§ **DATASET EXTRACT**
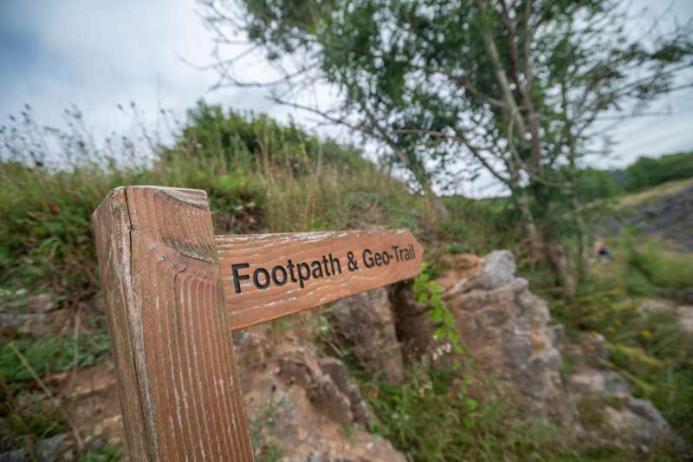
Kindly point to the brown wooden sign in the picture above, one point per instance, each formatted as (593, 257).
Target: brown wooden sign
(174, 292)
(272, 275)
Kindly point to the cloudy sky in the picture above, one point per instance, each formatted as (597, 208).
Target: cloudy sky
(98, 54)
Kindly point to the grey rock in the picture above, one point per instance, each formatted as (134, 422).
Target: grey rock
(364, 325)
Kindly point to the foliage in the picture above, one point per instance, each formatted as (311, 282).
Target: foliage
(657, 265)
(647, 172)
(449, 89)
(51, 353)
(595, 184)
(428, 293)
(448, 416)
(647, 347)
(289, 181)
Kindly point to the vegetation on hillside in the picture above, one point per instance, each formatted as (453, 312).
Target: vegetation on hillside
(644, 173)
(265, 176)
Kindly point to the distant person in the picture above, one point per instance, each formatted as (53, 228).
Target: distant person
(602, 250)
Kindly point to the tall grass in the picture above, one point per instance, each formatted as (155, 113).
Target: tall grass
(260, 175)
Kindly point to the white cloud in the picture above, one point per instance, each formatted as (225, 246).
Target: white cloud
(99, 54)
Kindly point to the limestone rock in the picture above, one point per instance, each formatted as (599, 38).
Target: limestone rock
(505, 328)
(364, 325)
(301, 402)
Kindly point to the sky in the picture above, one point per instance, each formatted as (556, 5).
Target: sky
(99, 54)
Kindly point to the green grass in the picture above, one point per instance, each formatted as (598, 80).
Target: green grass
(50, 354)
(260, 176)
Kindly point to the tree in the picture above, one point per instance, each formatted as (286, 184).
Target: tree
(511, 87)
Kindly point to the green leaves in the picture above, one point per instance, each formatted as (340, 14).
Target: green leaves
(428, 293)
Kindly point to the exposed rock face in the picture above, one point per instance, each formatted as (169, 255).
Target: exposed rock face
(303, 406)
(364, 326)
(669, 217)
(505, 328)
(301, 402)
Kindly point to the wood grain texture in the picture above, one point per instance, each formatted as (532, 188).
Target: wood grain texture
(170, 334)
(254, 305)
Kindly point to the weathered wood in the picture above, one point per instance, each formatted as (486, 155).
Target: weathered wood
(249, 302)
(169, 328)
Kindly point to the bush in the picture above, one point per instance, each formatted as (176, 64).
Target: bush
(260, 176)
(647, 172)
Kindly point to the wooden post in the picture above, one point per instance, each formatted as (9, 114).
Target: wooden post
(167, 321)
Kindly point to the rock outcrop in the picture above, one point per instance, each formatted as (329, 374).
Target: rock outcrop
(364, 326)
(507, 330)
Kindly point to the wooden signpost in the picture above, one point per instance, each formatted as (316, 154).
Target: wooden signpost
(175, 291)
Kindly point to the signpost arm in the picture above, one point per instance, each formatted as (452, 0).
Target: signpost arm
(168, 326)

§ **GIVEN TASK**
Working from the material above, transcribe it exactly while omitting pictures.

§ **RESPONSE BELOW**
Kindly point to the brown wooden sign in the picture above, one point per instance, each formatted as (593, 257).
Target: brown wooden sign
(174, 292)
(272, 275)
Kindly point to the cloudy sky in the picture above, one point per instance, each formatted as (597, 208).
Target: cloudy sky
(98, 54)
Kindly point to the grey rock in the picture above, one point per instance, each formatted as (134, 422).
Target: grey rock
(364, 325)
Kindly point to the foliage in the picture above, one point per instance, each formatted as (311, 282).
Target: foliage
(657, 265)
(647, 172)
(449, 89)
(51, 353)
(595, 184)
(428, 293)
(448, 416)
(647, 347)
(289, 181)
Kindly point to the vegetation on hillside in the picture above, one point per instance, each formatted as (453, 312).
Target: vegetation on hillside
(644, 173)
(265, 176)
Kindly point to the distant person in the picture above, one point per instance, each formatted as (53, 228).
Target: distant person
(602, 250)
Kindly point to the tall grass in the picture above, one point per instance, each formatted as (155, 113).
Target: tall grass
(260, 175)
Kindly point to the white cloud in the picture above, one point per instance, each formatted as (225, 246).
Target: white cloud
(99, 54)
Kindly point to the limestone rock in the picture above, one point per instance, each formatted as (599, 38).
Target: limestone rock
(505, 328)
(364, 325)
(301, 402)
Kindly point to the sky in the picture above, one point per instance, each formatted as (556, 5).
Target: sky
(99, 54)
Kindly point to the green grass in the picture above, one point per instance, each formatted as (598, 80).
Target: green grass
(50, 354)
(260, 176)
Kindly point to the tree in the picture above, one point per instance, each formatted as (286, 184).
Target: tree
(511, 87)
Kindly point to the green leaves in the picture above, one point per instance, each formatted as (340, 14).
Target: green leaves
(428, 293)
Kindly point to the exposed rock face in the picture above, one point per instance, each formatted as (169, 255).
Target: exposed rock face
(303, 406)
(364, 326)
(669, 217)
(505, 328)
(301, 402)
Kindly point to the wood grain texture in the picture above, one point per instance, each formatted as (532, 188).
Target: wood grain texture
(170, 334)
(254, 305)
Kindly point to the weathered wood in the picture above, one point per instance, each formatted as (486, 155).
Target: weathered wood
(249, 302)
(169, 328)
Kindly point to the bush in the picture above, one point per instance, each formatted as (176, 64).
Target: bush
(260, 176)
(647, 172)
Kindly point to the wooden post in the picture above, one point per instance, each formatted as (9, 114).
Target: wooden post
(167, 321)
Kindly point to the rock outcrop in the picture above, one point per instance, each formatted as (329, 374).
Target: rock outcrop
(364, 326)
(507, 330)
Kindly point to the wooden signpost in the picture above, one point per instance, each formatted as (316, 154).
Target: wooden signpost
(175, 291)
Kindly point to the signpost arm in the picture above, one point per instance, each formatted as (452, 0).
Target: signpost arm
(168, 326)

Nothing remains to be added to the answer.